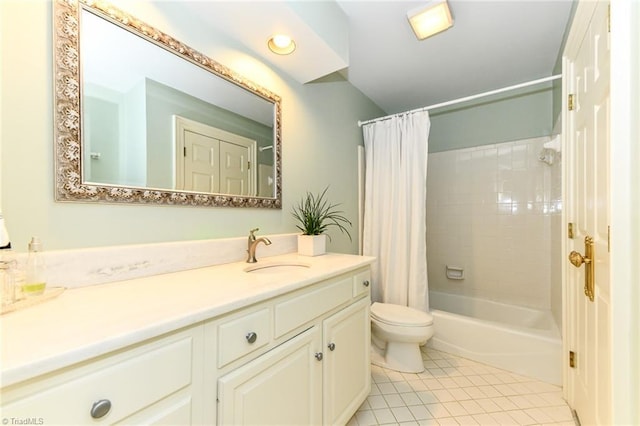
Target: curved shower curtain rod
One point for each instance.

***

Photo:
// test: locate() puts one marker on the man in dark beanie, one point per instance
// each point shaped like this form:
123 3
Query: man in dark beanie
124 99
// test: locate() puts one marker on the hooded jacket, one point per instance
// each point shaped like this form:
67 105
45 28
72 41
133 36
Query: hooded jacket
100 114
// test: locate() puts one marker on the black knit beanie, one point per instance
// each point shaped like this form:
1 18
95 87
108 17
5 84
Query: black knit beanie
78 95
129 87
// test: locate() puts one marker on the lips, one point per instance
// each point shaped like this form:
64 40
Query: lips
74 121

***

▸ **Exercise goal**
Among the lines above, the ones holding the word "instance" must be counted; only that count is to be given.

▸ **Your response**
5